Rewrite the lines from the first line through the line containing "x=158, y=220", inclusive, replacing "thickest part" with "widest part" and changing nothing else; leave out the pictures.

(Dataset records on where objects are located)
══════════
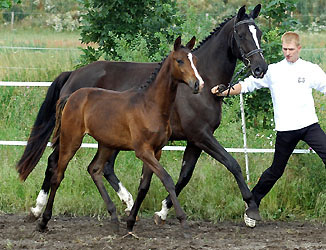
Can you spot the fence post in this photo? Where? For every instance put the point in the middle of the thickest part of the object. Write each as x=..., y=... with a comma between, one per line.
x=12, y=19
x=244, y=132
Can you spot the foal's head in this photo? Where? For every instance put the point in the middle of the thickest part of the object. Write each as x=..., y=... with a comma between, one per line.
x=184, y=65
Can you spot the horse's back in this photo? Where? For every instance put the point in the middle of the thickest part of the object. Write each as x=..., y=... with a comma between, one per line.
x=112, y=75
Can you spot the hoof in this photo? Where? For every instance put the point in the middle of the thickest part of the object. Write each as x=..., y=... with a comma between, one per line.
x=249, y=222
x=115, y=226
x=41, y=229
x=128, y=213
x=30, y=218
x=129, y=235
x=185, y=225
x=253, y=213
x=158, y=220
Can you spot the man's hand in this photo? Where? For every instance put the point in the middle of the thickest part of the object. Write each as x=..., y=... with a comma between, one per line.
x=218, y=89
x=221, y=90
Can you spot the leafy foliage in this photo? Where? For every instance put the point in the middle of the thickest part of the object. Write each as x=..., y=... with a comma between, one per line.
x=105, y=23
x=6, y=4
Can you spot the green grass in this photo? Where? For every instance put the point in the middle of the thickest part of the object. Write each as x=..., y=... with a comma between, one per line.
x=212, y=192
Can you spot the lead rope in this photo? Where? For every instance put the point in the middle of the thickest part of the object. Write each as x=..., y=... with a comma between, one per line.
x=233, y=80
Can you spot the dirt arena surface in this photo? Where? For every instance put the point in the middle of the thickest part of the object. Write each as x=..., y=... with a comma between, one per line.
x=91, y=233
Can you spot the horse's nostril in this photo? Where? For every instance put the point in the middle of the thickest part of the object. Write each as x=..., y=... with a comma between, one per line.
x=258, y=71
x=196, y=86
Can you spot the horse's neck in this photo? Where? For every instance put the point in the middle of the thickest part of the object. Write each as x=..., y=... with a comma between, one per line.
x=163, y=89
x=215, y=58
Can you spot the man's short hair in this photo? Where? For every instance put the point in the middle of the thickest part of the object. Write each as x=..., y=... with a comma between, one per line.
x=291, y=36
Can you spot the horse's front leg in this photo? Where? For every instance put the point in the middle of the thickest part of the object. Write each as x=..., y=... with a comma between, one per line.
x=143, y=188
x=189, y=161
x=148, y=158
x=211, y=146
x=109, y=174
x=95, y=170
x=43, y=194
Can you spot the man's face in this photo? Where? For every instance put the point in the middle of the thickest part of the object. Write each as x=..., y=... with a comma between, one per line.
x=291, y=51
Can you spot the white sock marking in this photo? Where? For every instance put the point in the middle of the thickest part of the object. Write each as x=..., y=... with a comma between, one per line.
x=41, y=201
x=164, y=211
x=126, y=197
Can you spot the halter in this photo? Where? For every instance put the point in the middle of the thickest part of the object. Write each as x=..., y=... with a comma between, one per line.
x=244, y=56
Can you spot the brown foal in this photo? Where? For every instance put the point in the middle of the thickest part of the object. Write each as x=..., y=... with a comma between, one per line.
x=136, y=119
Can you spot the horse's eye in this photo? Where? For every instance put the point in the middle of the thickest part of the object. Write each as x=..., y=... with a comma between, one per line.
x=179, y=61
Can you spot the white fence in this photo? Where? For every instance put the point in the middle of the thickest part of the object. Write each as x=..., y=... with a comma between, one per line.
x=244, y=150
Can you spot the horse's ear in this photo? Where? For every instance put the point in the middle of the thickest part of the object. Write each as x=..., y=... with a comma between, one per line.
x=255, y=12
x=177, y=43
x=191, y=43
x=241, y=13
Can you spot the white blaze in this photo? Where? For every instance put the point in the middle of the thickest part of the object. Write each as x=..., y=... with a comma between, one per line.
x=201, y=82
x=253, y=31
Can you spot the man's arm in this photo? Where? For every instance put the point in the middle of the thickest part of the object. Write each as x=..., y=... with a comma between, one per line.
x=235, y=90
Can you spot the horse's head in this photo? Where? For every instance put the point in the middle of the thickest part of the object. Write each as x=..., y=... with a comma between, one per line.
x=184, y=65
x=246, y=41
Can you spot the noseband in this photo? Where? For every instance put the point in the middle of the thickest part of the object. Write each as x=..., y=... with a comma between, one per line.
x=244, y=56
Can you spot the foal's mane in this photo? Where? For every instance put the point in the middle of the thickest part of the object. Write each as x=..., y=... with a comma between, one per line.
x=155, y=72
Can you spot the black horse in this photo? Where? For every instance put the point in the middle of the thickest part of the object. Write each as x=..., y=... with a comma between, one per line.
x=194, y=117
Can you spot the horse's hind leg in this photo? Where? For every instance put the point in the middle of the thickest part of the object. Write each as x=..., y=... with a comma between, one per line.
x=95, y=170
x=189, y=161
x=151, y=162
x=67, y=149
x=43, y=194
x=145, y=182
x=211, y=146
x=116, y=184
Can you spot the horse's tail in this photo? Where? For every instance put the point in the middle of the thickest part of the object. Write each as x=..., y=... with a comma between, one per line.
x=42, y=129
x=56, y=135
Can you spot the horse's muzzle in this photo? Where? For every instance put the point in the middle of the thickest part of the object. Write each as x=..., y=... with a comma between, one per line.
x=196, y=87
x=259, y=72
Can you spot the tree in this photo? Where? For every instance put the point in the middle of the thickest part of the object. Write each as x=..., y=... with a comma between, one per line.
x=107, y=22
x=276, y=19
x=6, y=4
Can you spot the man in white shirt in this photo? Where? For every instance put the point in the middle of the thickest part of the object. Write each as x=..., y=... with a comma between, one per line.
x=291, y=82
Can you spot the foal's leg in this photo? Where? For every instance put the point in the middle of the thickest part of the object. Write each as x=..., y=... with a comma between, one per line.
x=43, y=194
x=110, y=176
x=95, y=170
x=151, y=162
x=189, y=161
x=145, y=182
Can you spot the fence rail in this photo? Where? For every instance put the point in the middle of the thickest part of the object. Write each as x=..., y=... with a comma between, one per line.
x=94, y=145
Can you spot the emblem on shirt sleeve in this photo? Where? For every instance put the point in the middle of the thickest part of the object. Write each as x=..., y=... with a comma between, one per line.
x=301, y=79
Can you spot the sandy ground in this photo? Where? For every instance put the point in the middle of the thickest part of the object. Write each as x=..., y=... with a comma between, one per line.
x=92, y=233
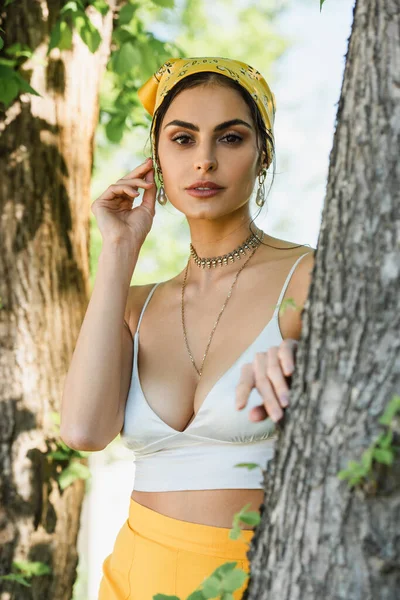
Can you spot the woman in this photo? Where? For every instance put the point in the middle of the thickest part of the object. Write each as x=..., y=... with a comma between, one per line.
x=209, y=338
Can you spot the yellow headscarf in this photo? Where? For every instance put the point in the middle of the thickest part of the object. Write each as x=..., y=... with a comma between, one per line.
x=153, y=92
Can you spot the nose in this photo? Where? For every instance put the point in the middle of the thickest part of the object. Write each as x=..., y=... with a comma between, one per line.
x=206, y=164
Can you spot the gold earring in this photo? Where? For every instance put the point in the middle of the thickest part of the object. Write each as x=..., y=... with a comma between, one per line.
x=260, y=198
x=161, y=195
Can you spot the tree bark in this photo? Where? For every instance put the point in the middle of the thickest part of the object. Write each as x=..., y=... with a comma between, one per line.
x=317, y=537
x=46, y=156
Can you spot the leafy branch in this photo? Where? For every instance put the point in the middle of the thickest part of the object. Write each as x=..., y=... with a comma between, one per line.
x=381, y=451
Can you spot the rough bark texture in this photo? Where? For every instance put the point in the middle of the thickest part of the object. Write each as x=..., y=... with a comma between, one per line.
x=317, y=538
x=46, y=152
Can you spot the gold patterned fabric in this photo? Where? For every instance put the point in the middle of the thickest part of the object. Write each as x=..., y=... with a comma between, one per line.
x=155, y=89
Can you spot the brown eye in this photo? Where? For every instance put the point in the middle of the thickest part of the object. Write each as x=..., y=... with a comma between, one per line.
x=181, y=137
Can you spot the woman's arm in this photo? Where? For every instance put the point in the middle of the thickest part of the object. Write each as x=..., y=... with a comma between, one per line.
x=92, y=405
x=269, y=369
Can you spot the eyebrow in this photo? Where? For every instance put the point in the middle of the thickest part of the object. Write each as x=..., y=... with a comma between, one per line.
x=219, y=127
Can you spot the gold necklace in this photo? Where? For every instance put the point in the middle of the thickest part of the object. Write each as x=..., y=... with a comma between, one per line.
x=199, y=372
x=251, y=242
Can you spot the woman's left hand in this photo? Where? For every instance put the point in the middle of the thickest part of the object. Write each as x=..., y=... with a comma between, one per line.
x=267, y=373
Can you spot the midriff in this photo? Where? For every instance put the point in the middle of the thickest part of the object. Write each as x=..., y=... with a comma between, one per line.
x=207, y=507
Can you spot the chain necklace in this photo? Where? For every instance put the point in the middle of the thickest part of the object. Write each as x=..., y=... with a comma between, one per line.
x=251, y=242
x=199, y=372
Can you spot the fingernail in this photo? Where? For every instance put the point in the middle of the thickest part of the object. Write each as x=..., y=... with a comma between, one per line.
x=276, y=415
x=289, y=368
x=284, y=399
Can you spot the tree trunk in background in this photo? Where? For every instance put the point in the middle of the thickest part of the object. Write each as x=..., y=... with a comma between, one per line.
x=46, y=153
x=318, y=539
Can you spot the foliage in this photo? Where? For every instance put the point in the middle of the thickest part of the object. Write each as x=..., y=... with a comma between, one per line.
x=381, y=451
x=23, y=570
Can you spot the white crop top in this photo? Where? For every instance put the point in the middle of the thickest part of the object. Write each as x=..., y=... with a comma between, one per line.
x=204, y=455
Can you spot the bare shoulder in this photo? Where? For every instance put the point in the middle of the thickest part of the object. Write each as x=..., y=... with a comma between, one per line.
x=137, y=295
x=298, y=286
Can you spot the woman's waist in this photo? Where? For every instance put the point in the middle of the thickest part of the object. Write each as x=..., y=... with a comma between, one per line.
x=215, y=507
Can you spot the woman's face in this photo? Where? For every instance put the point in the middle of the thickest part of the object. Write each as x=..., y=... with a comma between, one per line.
x=204, y=146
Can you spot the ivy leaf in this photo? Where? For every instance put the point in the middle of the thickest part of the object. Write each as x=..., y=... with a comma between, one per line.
x=383, y=456
x=126, y=57
x=101, y=6
x=251, y=518
x=32, y=568
x=197, y=595
x=211, y=587
x=9, y=88
x=24, y=85
x=234, y=580
x=126, y=13
x=65, y=41
x=165, y=3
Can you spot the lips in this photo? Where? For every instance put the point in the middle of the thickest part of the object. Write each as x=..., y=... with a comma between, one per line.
x=208, y=185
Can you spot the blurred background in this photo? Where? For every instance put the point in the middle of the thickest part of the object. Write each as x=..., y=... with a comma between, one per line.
x=301, y=53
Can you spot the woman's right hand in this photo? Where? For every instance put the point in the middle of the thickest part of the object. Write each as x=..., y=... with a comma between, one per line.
x=116, y=219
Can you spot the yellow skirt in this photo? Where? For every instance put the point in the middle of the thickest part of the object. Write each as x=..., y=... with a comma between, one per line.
x=154, y=554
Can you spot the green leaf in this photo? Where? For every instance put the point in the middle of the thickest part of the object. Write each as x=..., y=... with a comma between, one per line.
x=211, y=587
x=165, y=3
x=101, y=6
x=30, y=569
x=366, y=459
x=251, y=518
x=72, y=6
x=234, y=580
x=75, y=470
x=88, y=32
x=65, y=41
x=127, y=56
x=248, y=465
x=383, y=456
x=235, y=532
x=196, y=595
x=24, y=85
x=19, y=50
x=9, y=87
x=126, y=13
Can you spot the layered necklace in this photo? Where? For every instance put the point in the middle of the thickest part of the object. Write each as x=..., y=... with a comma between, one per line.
x=250, y=244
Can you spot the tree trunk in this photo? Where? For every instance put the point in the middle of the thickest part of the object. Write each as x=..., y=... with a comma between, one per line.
x=319, y=538
x=46, y=155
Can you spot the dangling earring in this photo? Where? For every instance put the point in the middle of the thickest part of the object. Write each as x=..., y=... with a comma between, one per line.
x=161, y=195
x=260, y=198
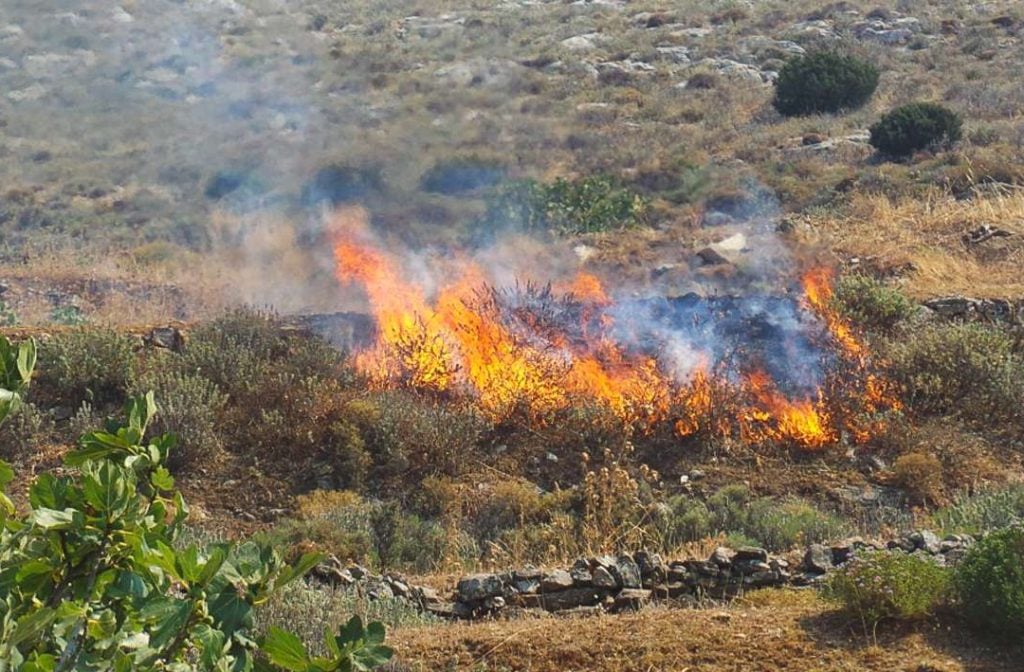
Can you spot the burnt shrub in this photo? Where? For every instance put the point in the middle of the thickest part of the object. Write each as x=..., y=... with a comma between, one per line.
x=989, y=583
x=342, y=183
x=461, y=175
x=823, y=82
x=913, y=127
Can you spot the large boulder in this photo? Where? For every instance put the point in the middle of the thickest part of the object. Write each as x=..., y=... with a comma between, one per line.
x=478, y=587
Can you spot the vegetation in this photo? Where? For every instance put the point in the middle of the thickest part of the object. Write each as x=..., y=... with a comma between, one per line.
x=824, y=82
x=990, y=584
x=566, y=207
x=913, y=127
x=886, y=585
x=91, y=579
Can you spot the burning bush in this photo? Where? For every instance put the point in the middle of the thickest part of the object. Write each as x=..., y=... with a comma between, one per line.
x=823, y=81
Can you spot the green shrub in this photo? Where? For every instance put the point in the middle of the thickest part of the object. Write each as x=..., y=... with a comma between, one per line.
x=879, y=585
x=870, y=304
x=983, y=511
x=92, y=364
x=189, y=409
x=307, y=609
x=990, y=584
x=823, y=82
x=971, y=370
x=778, y=525
x=91, y=578
x=915, y=126
x=566, y=207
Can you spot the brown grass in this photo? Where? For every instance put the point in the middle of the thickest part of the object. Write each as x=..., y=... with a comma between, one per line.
x=920, y=240
x=777, y=630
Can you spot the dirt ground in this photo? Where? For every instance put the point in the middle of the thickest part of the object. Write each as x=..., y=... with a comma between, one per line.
x=768, y=631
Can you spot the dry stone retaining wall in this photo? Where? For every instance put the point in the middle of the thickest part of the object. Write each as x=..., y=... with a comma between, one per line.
x=627, y=582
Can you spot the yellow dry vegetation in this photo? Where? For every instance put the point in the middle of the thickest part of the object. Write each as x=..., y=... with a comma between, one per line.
x=921, y=241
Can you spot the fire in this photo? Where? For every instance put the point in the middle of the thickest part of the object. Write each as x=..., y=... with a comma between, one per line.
x=541, y=350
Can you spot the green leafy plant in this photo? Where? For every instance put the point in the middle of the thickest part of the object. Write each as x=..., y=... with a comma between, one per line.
x=823, y=82
x=880, y=585
x=990, y=584
x=566, y=207
x=915, y=126
x=870, y=304
x=90, y=577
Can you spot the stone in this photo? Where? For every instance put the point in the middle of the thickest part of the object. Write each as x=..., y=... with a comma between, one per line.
x=477, y=587
x=926, y=540
x=526, y=586
x=626, y=572
x=555, y=581
x=722, y=556
x=602, y=578
x=751, y=553
x=562, y=599
x=581, y=574
x=817, y=558
x=631, y=599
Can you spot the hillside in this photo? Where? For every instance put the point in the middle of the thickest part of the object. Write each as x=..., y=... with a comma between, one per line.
x=540, y=322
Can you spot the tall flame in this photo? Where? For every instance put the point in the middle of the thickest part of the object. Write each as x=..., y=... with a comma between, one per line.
x=462, y=340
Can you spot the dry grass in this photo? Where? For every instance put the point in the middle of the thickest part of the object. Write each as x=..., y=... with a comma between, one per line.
x=777, y=630
x=920, y=241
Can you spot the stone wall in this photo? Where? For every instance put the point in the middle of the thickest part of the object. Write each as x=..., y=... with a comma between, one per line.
x=629, y=581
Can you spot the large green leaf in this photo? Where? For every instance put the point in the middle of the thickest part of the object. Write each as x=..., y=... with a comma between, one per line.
x=285, y=649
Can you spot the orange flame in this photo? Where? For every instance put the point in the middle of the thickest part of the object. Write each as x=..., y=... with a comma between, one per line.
x=459, y=341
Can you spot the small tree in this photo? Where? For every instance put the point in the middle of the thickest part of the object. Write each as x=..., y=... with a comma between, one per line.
x=913, y=127
x=823, y=82
x=90, y=578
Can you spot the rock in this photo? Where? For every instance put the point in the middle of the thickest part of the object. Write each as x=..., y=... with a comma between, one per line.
x=710, y=257
x=626, y=572
x=581, y=574
x=557, y=580
x=478, y=587
x=722, y=556
x=926, y=540
x=526, y=586
x=602, y=579
x=563, y=599
x=751, y=553
x=817, y=558
x=166, y=337
x=582, y=42
x=651, y=564
x=631, y=599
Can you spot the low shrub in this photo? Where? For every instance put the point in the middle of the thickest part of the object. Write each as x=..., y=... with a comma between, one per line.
x=92, y=364
x=969, y=370
x=913, y=127
x=981, y=512
x=990, y=584
x=189, y=409
x=921, y=475
x=565, y=207
x=882, y=585
x=823, y=82
x=871, y=304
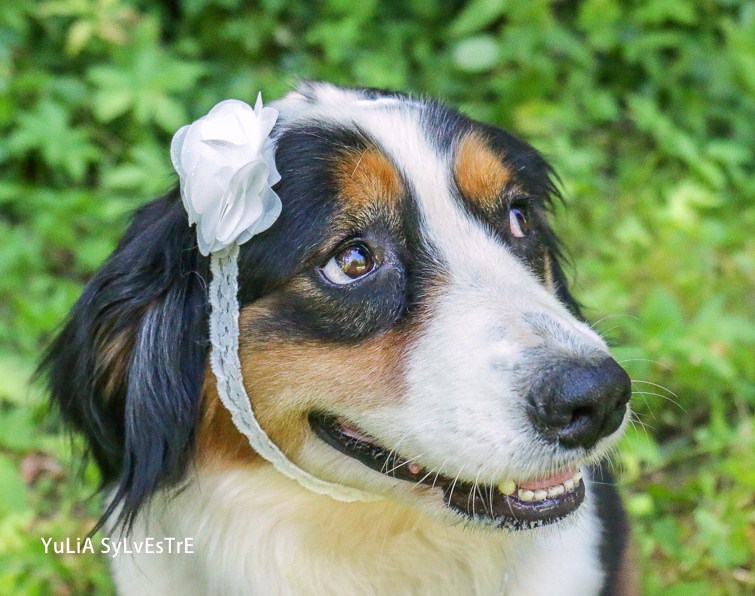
══════════
Answer to this problem:
Can you spot the fence post in this photo? Where? For every instance put the point in the middle of the widest part of the object. Write each as x=..., y=... with a comma between, one per line.
x=12, y=19
x=244, y=132
Can you spot the foal's head in this photo? Where? For every instance put the point in the middle of the widest part of the object. Write each as x=..., y=... with a comma between, one per line.
x=184, y=65
Can you spot the horse's back in this photo? Where? For every instance put the point in the middle of the widest part of the object. Write each as x=..., y=... with a comma between, one per line.
x=112, y=75
Can you spot the hoof in this photo? Where? For every instance put the point in the middle of the widest part of the object. Write each as x=..., y=... with a comma between, one per line.
x=249, y=222
x=115, y=226
x=41, y=229
x=128, y=213
x=30, y=218
x=129, y=235
x=185, y=225
x=253, y=213
x=158, y=220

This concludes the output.